Stated exercise 1:
For each statement below, say yes or no depending on whether it agrees with the passage on recruiting metrics, and quote the exact words of the passage that decide it: (a) Time to fill and cost to fill correlate with market performance. (b) Quality of hire belongs to the effectiveness level. (c) The speaker calls correlation a cause and effect.

Source:
(begin)

There’s a lot of efficiency metrics. Okay, I’ll take recruiting, for example. The time to fill, cost to fill is a popular recruiting metric. But our research says there’s no correlation with market performance with that efficiency metric. It’s an important efficiency metric but that doesn’t move the needle. Now, the next level is effectiveness. That’s the quality of hire. And you can actually segment the workforce. Look at critical and pivotal roles. Those are the core to the business success, but hard skills to get. And look at the quality hire and start mapping the quality of hire. Once you map the quality of hire for that critical role, now you can track the high performers and actually show how your recruiting efforts are actually making that critical role of that business unit a better performing business unit. But it takes a logical way of thinking. So you can look at the feedback from customers. You can look at your Net Promoter Scores. You can look at the bottom-line results. You can look at the 360s of the managers. And you look at the quality of hire and you do a correlation between, okay, the quality is going up, turnover is going down, engagement is going up, customer satisfaction is going up. So you can get these different correlations. Now, I say, correlation is not a cause and effect but it’s an important data point which prove your worth to the company. So that’s just recruiting.

(end)

Stated exercise 2:
Put the object pointing dataset rows into a Markdown table with the columns Number and Record line, starting at the line with "Locate the yellow reflective" and running through the end of the rows, leaving out blank lines.

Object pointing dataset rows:
(begin)

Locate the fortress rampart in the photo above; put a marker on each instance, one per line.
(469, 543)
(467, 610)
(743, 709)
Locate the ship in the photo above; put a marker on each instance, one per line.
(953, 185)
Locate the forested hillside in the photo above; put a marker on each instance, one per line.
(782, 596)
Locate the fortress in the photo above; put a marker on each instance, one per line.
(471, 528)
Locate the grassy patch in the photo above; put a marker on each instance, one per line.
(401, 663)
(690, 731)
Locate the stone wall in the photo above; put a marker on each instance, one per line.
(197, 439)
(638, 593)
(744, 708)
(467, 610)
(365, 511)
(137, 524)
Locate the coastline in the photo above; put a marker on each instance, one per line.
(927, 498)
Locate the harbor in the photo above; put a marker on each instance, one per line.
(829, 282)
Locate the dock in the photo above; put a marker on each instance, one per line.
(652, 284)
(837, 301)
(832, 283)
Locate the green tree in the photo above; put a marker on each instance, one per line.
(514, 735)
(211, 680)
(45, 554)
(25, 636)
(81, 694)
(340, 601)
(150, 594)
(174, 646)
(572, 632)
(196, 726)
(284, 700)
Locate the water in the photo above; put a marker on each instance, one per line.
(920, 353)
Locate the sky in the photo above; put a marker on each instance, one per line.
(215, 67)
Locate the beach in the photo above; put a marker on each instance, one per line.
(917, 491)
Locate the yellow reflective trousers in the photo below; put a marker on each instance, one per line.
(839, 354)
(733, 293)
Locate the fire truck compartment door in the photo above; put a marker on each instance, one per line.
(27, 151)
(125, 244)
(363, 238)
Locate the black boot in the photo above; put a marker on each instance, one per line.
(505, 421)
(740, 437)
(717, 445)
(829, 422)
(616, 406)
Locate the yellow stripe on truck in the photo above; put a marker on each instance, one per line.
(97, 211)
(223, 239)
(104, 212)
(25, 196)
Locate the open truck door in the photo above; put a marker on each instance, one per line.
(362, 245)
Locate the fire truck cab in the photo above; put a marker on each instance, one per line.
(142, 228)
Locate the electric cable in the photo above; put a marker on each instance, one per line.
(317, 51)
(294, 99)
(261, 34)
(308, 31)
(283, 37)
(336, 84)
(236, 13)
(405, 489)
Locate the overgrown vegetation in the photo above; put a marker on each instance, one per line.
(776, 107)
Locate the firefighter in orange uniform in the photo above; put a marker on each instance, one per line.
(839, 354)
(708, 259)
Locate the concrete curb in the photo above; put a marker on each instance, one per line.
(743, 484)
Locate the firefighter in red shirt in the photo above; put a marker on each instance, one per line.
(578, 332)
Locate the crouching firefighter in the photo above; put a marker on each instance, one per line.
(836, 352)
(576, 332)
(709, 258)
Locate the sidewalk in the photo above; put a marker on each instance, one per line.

(end)

Exercise output 1:
(a) No: "our research says there’s no correlation with market performance with that efficiency metric."
(b) Yes: "Now, the next level is effectiveness. That’s the quality of hire."
(c) No: "correlation is not a cause and effect but it’s an important data point"

Exercise output 2:
| Number | Record line |
|---|---|
| 1 | Locate the yellow reflective trousers in the photo below; put a marker on each instance, one per line. |
| 2 | (839, 354) |
| 3 | (733, 293) |
| 4 | Locate the fire truck compartment door in the photo above; put a marker on each instance, one per line. |
| 5 | (27, 151) |
| 6 | (125, 244) |
| 7 | (363, 238) |
| 8 | Locate the black boot in the photo above; put a marker on each instance, one per line. |
| 9 | (505, 421) |
| 10 | (740, 437) |
| 11 | (717, 445) |
| 12 | (829, 422) |
| 13 | (616, 406) |
| 14 | Locate the yellow stripe on truck in the photo above; put a marker on each instance, one per line. |
| 15 | (97, 211) |
| 16 | (223, 239) |
| 17 | (104, 212) |
| 18 | (25, 196) |
| 19 | Locate the open truck door in the photo above; put a marker on each instance, one per line. |
| 20 | (362, 245) |
| 21 | Locate the fire truck cab in the photo above; put a marker on each instance, one per line. |
| 22 | (142, 228) |
| 23 | Locate the electric cable in the photo above; put a marker on each instance, one per line. |
| 24 | (317, 51) |
| 25 | (294, 99) |
| 26 | (261, 34) |
| 27 | (308, 31) |
| 28 | (283, 37) |
| 29 | (336, 84) |
| 30 | (236, 13) |
| 31 | (405, 489) |
| 32 | Locate the overgrown vegetation in the photo above; put a marker on each instance, one per line. |
| 33 | (776, 107) |
| 34 | Locate the firefighter in orange uniform in the photo above; put a marker on each instance, one per line. |
| 35 | (839, 354) |
| 36 | (708, 259) |
| 37 | Locate the concrete curb in the photo above; put a marker on each instance, one per line. |
| 38 | (743, 484) |
| 39 | Locate the firefighter in red shirt in the photo above; put a marker on each instance, one per line. |
| 40 | (578, 332) |
| 41 | Locate the crouching firefighter in the photo above; put a marker on each instance, one per line. |
| 42 | (836, 352) |
| 43 | (576, 332) |
| 44 | (709, 258) |
| 45 | Locate the sidewalk in the photo above; put a marker on each instance, one per line. |